[Object detection data]
══════════════════════════════
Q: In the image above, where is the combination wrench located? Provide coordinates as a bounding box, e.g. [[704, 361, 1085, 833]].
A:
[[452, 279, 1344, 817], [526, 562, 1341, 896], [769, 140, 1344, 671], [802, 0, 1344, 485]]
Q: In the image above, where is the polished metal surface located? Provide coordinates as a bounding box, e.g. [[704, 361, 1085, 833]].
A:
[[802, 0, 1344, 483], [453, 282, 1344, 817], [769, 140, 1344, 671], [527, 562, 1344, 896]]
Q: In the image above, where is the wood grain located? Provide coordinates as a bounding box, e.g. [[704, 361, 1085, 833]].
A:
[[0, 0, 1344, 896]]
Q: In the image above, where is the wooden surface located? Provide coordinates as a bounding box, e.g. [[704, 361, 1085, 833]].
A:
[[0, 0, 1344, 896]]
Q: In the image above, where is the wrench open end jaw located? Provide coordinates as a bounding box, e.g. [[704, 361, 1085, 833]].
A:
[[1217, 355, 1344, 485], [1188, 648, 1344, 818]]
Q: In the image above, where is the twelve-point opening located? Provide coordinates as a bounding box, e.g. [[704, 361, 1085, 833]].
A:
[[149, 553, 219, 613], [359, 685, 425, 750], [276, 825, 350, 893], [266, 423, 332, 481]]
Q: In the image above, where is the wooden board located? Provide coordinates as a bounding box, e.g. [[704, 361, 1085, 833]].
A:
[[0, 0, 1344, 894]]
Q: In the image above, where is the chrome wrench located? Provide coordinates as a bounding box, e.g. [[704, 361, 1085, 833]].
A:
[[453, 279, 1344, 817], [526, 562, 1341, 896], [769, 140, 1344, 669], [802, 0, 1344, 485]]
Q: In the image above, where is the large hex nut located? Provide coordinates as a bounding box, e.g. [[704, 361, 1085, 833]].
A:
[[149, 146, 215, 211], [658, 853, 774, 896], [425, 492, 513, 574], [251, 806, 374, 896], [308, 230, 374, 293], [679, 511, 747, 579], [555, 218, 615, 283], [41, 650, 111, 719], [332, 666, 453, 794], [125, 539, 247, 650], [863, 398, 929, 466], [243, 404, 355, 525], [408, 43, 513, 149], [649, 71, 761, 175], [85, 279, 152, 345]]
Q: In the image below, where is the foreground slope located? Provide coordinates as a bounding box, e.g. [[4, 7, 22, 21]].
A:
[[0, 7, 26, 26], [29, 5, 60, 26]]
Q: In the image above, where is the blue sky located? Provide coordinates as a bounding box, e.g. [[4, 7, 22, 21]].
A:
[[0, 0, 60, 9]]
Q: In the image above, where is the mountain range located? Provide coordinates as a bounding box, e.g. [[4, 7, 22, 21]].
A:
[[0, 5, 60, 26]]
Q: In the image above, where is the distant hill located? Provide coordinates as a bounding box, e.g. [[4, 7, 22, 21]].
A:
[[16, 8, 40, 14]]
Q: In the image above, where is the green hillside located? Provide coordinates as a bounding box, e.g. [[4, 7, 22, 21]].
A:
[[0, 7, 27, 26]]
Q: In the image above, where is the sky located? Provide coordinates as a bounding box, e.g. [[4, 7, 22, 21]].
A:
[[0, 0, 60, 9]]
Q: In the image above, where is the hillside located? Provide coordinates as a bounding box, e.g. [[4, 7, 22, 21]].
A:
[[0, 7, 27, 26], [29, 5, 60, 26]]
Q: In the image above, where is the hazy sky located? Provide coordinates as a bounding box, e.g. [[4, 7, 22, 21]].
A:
══════════════════════════════
* **Short task**: Rewrite the material from the line containing "Q: In the image above, where is the sky" through the end of the material, both included, switching each "located" to "found" and leaving everything else unchanged.

* **Correct answer**:
Q: In the image above, where is the sky found? Provide coordinates as a bounding box, e.g. [[4, 7, 22, 21]].
A:
[[0, 0, 60, 9]]
Q: In the image above, where is the hillside found? Provide coordinates as a bounding box, e.g. [[4, 7, 22, 21]].
A:
[[0, 7, 27, 26], [29, 5, 60, 26]]
Q: In the image above, where is the hazy sky found? Provide coordinates as a bounding box, e.g. [[4, 7, 22, 21]].
A:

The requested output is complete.